__Excerpted text__
####################

Longer retention = more history available = fewer compaction-related 410s. But also more disk and memory usage.

API server:

# Watch cache size by resource
apiserver_watch_cache_capacity{resource="pods"}

# Events in watch cache
apiserver_watch_cache_events_received_total

# 410 errors (client needed older data than available)
apiserver_watch_cache_stale_total

# Watch count by resource
apiserver_registered_watchers{resource="pods"}

etcd:

# Current revision
etcd_debugging_mvcc_db_compaction_last

# Compaction stats
etcd_debugging_mvcc_db_compaction_total_duration_seconds

# Watch count
etcd_debugging_mvcc_watcher_total

Client-side symptoms:

  • Informer logs show “watch ended” followed by re-list
  • ResourceVersion jumps (indicates re-list happened)
  • Events appear “missed”

Check API server logs:

kubectl logs -n kube-system kube-apiserver-<node> | grep -i "watch"

Check etcd health:

etcdctl endpoint health
etcdctl endpoint status

Trace a specific watch:

Enable verbose logging in client-go:

import "k8s.io/klog/v2"

####################

__Record set__
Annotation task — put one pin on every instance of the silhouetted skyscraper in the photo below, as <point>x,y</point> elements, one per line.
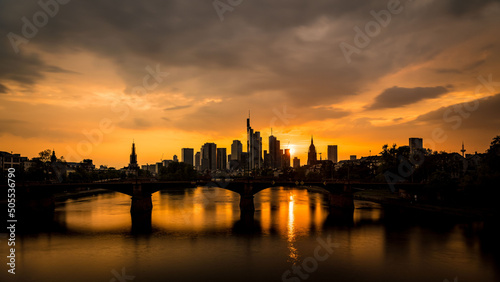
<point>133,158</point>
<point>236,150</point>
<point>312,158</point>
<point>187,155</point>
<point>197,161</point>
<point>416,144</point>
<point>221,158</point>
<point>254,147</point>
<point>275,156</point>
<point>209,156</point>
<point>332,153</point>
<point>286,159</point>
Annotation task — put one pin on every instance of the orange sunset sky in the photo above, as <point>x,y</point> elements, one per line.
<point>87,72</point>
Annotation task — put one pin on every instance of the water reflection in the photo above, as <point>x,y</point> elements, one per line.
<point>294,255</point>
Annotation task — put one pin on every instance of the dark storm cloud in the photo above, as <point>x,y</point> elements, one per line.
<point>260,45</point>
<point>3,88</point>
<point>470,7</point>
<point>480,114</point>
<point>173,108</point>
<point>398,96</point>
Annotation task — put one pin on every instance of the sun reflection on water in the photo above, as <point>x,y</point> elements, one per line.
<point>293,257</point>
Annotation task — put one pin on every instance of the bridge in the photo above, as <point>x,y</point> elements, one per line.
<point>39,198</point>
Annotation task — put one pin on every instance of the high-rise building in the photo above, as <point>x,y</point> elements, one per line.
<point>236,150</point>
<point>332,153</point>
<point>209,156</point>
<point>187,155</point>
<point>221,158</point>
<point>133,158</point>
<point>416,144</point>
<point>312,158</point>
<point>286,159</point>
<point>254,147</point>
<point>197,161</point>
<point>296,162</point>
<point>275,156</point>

####################

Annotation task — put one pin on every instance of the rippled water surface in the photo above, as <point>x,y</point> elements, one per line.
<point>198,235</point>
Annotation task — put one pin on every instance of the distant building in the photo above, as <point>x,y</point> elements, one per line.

####################

__Work to complete__
A. From the Kubernetes watch troubleshooting text, extract everything from "# Watch cache" down to "data than available)".
B. According to the Kubernetes watch troubleshooting text, what does a ResourceVersion jump indicate?
C. Proceed with the Kubernetes watch troubleshooting text from where it stops.
The records are separate material and have no connection to the Kubernetes watch troubleshooting text.

__Task-by-task answers__
A.
# Watch cache size by resource
apiserver_watch_cache_capacity{resource="pods"}

# Events in watch cache
apiserver_watch_cache_events_received_total

# 410 errors (client needed older data than available)

B. It indicates that a re-list happened.

C.
klog.SetOutput(os.Stderr)
klog.InitFlags(nil)
flag.Set("v", "6")  // Verbose watch logging

Simulate watch cache pressure:

func stressTest(client kubernetes.Interface) {
    // Create and delete pods rapidly
    for i := 0; i < 10000; i++ {
        pod := &corev1.Pod{
            ObjectMeta: metav1.ObjectMeta{
                Name: fmt.Sprintf("stress-%d", i),
            },
            Spec: corev1.PodSpec{
                Containers: []corev1.Container{{
                    Name:  "test",
                    Image: "nginx",
                }},
            },
        }
        client.CoreV1().Pods("default").Create(ctx, pod, metav1.CreateOptions{})
        client.CoreV1().Pods("default").Delete(ctx, pod.Name, metav1.DeleteOptions{})
    }
}

Monitor apiserver_watch_cache_stale_total during the test.

Putting it together:

+-------------------------------------------------------------------+
|                      Your Controller                              |
|  +--------------------------------------------------------------+ |
|  |                    SharedInformer                            | |
|  |                                                              | |
|  |  Reflector ---> DeltaFIFO ---> Indexer ---> Event Handler    | |
|  |  (List+Watch)                  (Cache)                       | |
|  +---------|----------------------------------------------------+ |
+------------|------------------------------------------------------+
             |
             | HTTP Watch (long-lived connection)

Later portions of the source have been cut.